Extract –
Acrylic, Vinyl Acrylic and PVA binders have led to most water-based paints being called Acrylic Paint or PVAs. These binders are large polymers (long chain complex molecules) dispersed in water. The micro particles of acrylic binders are in fact 'plastic' particles and are dispersions, not solutions. The particles are, however, very tiny and usually their size is measured in nanometres. Developments in plastics technology led to the development of water-based paints using these binders. When the paint dries and coalesces the individual 'plastic' polymers bind to the substrate, to other paint components and to each other to form a continuous plastic film.

Alternative names for these water based paints include Latex Paints and Emulsion Paints. The use of the term latex developed due to the similarity of acrylic substances to the original latex obtained from rubber trees. The term Emulsion Paints is sometimes used as the acrylic binders are emulsions and not solutions (not dissolved but present as small particles).

Other binders used in water-based paints include Polyurethane binders which give rise to paint called PUD (polyurethane dispersion). Polyurethane binders are sometimes used together with acrylic binders. These are less common and are not covered in this web site. They have gained acceptance in glass coatings, plastic coatings, wood floor coatings, automotive coatings, soft-touch coatings and some other applications. There is little doubt that their application will increase. Simply having urethane rheology modifiers, which are commonly used, is very different to paint with polyurethane binders. The use of the term, "contains urethane" may be misleading (possibly deliberately intended to mislead).

Alkyd emulsions are new oil based binders that can be used in water based paints. The technology is aimed at using alkyd binders without the negative solvent impacts associated with normal alkyd paints.

More about water-based acrylic paints

The most common binders used in water-based acrylic paints are VINYL ACRYLIC, STYRENE ACRYLIC and PURE ACRYLIC. PVA (polyvinyl acetate) binders are no longer widely used but water based paints are still frequently referred to as PVAs.

Water-based acrylic paints took the world by storm having steadily gained momentum since the 60s. In a relatively short period they have captured 80% of the world's total paint market. The driving force behind this dramatic industry change has been lower cost, excellent durability and other quality improvements, improved ease of use and environmental and health considerations.

Data –

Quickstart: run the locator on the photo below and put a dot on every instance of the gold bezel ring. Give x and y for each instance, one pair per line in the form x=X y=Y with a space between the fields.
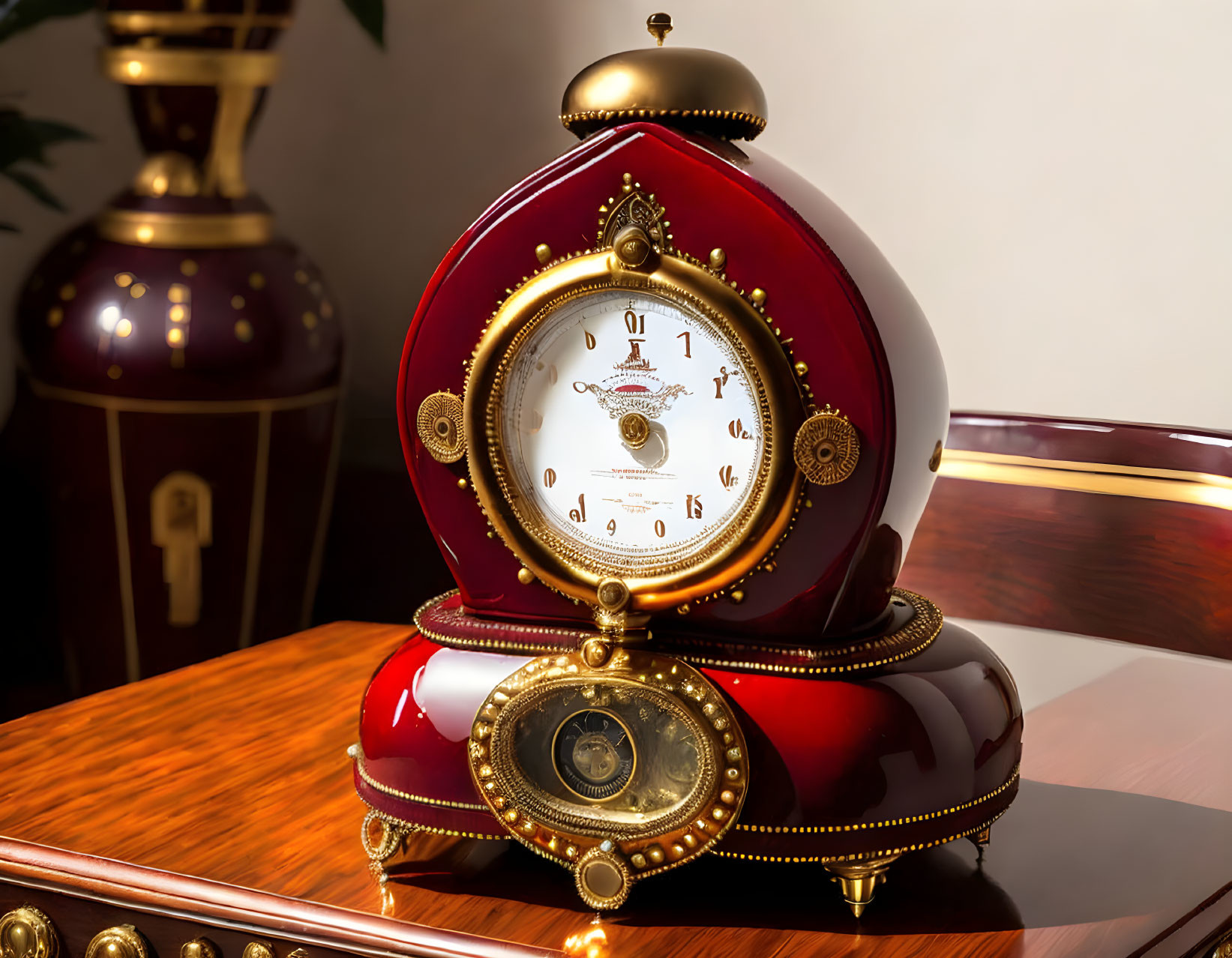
x=567 y=565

Set of tasks –
1. Echo the passage on paint binders word for word, starting at "Water-based acrylic paints took" and ending at "and health considerations.".
2. Write what follows the last sentence of the passage on paint binders.

Results in order –
1.
Water-based acrylic paints took the world by storm having steadily gained momentum since the 60s. In a relatively short period they have captured 80% of the world's total paint market. The driving force behind this dramatic industry change has been lower cost, excellent durability and other quality improvements, improved ease of use and environmental and health considerations.

2.
There should be no misconception that water-based paints are not as strong or durable as oil-based paints. Chemistry developments in plastics have been the technical driving force behind water-based paints and the developments in polymer chemistry, used in plastics, have been dramatic over the past years. The high flexible nature of water-based acrylic paints frequently makes them even more durable than oil-based paints which are more prone to being chipped and less able to withstand the expansion and contraction of surfaces. Water based paints are also more permeable so some dampness behind the paint layer can escape giving less tendency to peel than with solvent based paint. In general hardness and flexibility are trade offs; when one increases the other decreases. Acrylic paints tend to have a better balance of these two properties by not being so hard or brittle that they chip easily and having higher flexibility. There are applications where solvent paints have tended to perform better; corrosions resistance, wood coatings, bonding liquids and high gloss paints are examples. Water-based technology is rapidly closing any remaining gaps in these fields of application.

Paint Classification:

According to the application:

  • Architectural Paint refers to paints commonly used to paint the interior and exterior of houses and buildings; also called decorative paints.
  • Industrial Paint includes a wide variety of specialised paints. Automotive Paints, Anti-corrosion Paints and Road Marking Paints are examples of industrial paints. It is interesting to note that even these, including metallic automotive paints, have rapidly moved to water-based technology.

Common architectural paint categories are:

  • Primers and Bonding Liquids
  • Interior Paints
  • Exterior Paints
  • Roof Paints

Many of the required paint properties are similar for both interior and exterior paints. Exterior paints have additional specific requirements of UV resistance (of paint and paint colour) and provide more of a protective function. They may have higher resistance to water and a higher resistance to mildew, algae, fungi and moulds. Interior Paints have a higher requirement for stain resistance and for some applications higher sheen paints are preferred for interior use.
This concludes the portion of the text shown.